Kutipan terpilih ->
SURABAYA, Tugujatim.id – Dosen Fakultas Perikanan dan Kelautan Universitas Airlangga (Unair) Surabaya, Eeng Sapto Andriyono mematenkan dua penelitiannya tentang pemanfaatan ekosistem laut. Dia melakukan itu untuk mencegah klaim negara tetangga.
Dua penelitiannya tersebut berjudul “Metode Pembuatan Tepung Mangrove Jenis Sonneratia Caseolaris” dan “Tepung Mangrove Jenis Sonneratia Caseolaris”.
Dalam proses pengerjaannya, Sapto, sapaan akrabnya, mengajak petani mangrove yang berada di Hutan Mangrove Wonorejo, Surabaya, untuk berkolaborasj.
“Paten itu tujuannya untuk melindungi ide dan inovasi yang sudah diciptakan sama masyarakat. Oleh sebab itu, kami melalui Fakultas Perikanan dan Kelautan Unair akan membantu dengan memfasilitasi melalui sebuah penelitian. Untuk hasilnya ke depan, akan diimplementasikan oleh masyarakat sendiri,” kata Sapto.

Baris data ->

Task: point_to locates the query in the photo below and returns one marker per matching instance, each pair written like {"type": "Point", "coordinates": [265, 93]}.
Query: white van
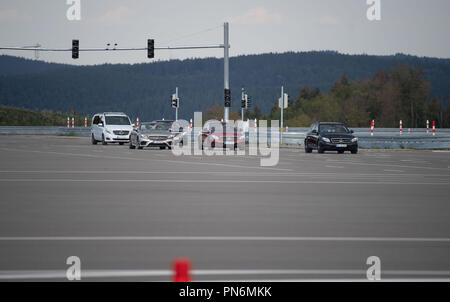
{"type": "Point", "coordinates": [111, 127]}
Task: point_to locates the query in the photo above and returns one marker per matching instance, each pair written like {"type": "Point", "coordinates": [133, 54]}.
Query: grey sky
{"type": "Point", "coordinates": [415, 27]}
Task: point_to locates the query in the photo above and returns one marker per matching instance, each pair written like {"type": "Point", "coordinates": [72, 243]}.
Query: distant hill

...

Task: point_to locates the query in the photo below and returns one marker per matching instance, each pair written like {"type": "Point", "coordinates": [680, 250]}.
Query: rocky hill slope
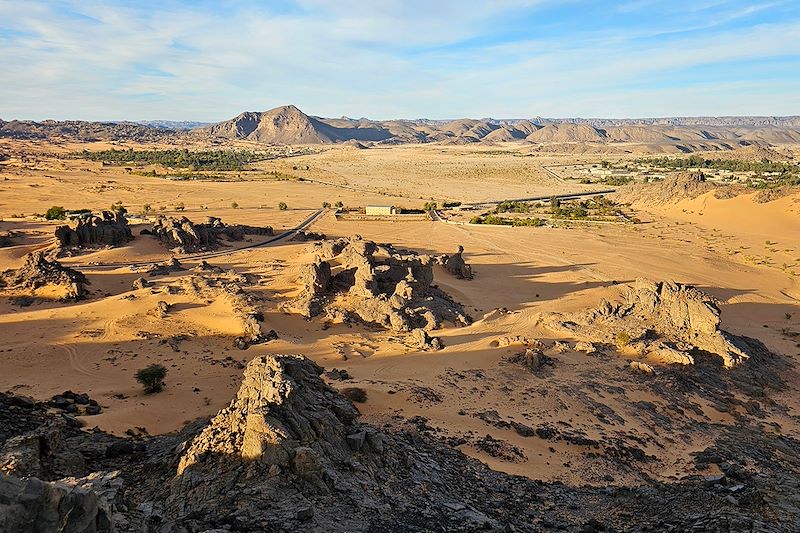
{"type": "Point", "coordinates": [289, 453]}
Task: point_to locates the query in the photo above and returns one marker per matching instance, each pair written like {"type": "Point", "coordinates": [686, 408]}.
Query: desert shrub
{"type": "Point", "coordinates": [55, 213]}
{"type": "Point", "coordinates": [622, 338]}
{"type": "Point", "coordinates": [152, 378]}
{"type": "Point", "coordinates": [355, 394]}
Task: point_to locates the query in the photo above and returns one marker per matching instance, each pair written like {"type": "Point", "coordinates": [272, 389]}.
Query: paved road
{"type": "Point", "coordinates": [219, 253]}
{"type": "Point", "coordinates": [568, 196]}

---

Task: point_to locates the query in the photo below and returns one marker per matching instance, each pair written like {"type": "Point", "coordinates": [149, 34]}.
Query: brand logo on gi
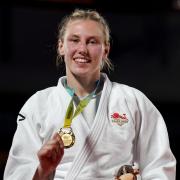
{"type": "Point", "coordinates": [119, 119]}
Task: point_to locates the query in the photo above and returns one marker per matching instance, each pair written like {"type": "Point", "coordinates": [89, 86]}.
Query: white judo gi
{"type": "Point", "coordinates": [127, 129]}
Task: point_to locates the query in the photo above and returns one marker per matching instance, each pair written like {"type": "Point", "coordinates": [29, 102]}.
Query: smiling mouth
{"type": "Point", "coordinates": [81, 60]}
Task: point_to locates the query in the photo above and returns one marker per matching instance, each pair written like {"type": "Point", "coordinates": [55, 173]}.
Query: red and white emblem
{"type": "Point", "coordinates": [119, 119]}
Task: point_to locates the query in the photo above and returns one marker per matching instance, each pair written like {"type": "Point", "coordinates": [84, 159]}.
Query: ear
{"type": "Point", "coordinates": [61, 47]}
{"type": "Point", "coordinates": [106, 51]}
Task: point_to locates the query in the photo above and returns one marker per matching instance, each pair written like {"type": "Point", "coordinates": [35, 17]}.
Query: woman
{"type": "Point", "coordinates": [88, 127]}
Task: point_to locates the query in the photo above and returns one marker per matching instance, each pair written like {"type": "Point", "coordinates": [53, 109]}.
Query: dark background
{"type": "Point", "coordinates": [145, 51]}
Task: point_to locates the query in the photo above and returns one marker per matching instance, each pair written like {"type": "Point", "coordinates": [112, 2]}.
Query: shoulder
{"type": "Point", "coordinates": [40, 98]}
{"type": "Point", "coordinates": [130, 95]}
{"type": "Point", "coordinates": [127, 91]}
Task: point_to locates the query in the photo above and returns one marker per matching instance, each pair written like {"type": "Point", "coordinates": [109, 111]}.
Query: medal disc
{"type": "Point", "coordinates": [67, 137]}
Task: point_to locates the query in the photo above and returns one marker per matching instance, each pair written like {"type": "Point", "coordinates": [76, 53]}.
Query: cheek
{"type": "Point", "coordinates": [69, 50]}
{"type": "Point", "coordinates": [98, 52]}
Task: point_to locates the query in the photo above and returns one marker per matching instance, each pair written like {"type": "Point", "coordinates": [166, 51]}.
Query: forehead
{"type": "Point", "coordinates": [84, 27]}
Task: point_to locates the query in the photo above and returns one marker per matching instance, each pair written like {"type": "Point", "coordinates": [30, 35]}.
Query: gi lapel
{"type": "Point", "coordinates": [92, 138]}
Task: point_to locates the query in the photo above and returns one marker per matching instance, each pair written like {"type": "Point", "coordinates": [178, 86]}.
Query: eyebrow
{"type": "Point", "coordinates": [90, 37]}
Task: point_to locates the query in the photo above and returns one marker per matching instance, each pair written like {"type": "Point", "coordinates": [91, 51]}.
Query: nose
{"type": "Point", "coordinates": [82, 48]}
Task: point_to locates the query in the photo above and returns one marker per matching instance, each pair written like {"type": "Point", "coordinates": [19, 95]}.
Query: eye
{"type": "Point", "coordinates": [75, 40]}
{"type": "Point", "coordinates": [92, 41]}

Tugas ->
Berdasarkan kutipan terpilih, di hutan mangrove mana para petani yang diajak Sapto bekerja sama berada?

Jawaban ->
Para petani itu berada di Hutan Mangrove Wonorejo, Surabaya.